Give these items again with "bare legs" switched to "bare feet" throughout and nothing else changed. Leave the pictures out.

━━━ Recorded information ━━━

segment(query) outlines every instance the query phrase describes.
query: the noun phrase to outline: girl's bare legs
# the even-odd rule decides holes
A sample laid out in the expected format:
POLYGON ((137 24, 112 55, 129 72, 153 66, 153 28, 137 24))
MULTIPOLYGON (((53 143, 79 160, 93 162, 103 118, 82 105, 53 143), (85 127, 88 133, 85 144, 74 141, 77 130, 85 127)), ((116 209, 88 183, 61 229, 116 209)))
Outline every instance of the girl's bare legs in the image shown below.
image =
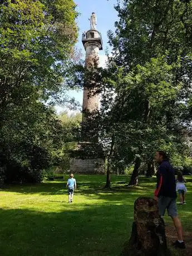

━━━

Result of the task:
segment(query) outlines every instance the query phrase describes.
query: the noun phrase to outline: girl's bare feet
# the even-odd rule decides holes
A sample laid out in the expected format:
POLYGON ((137 24, 112 55, 129 72, 153 66, 153 28, 137 24))
MULTIPOLYGON (((53 143, 79 160, 93 162, 103 118, 82 105, 53 143), (85 127, 88 133, 85 144, 74 141, 77 130, 85 127)), ((116 209, 88 183, 61 229, 116 209)))
Outline every instance of the girl's bare feet in the image shown below.
image =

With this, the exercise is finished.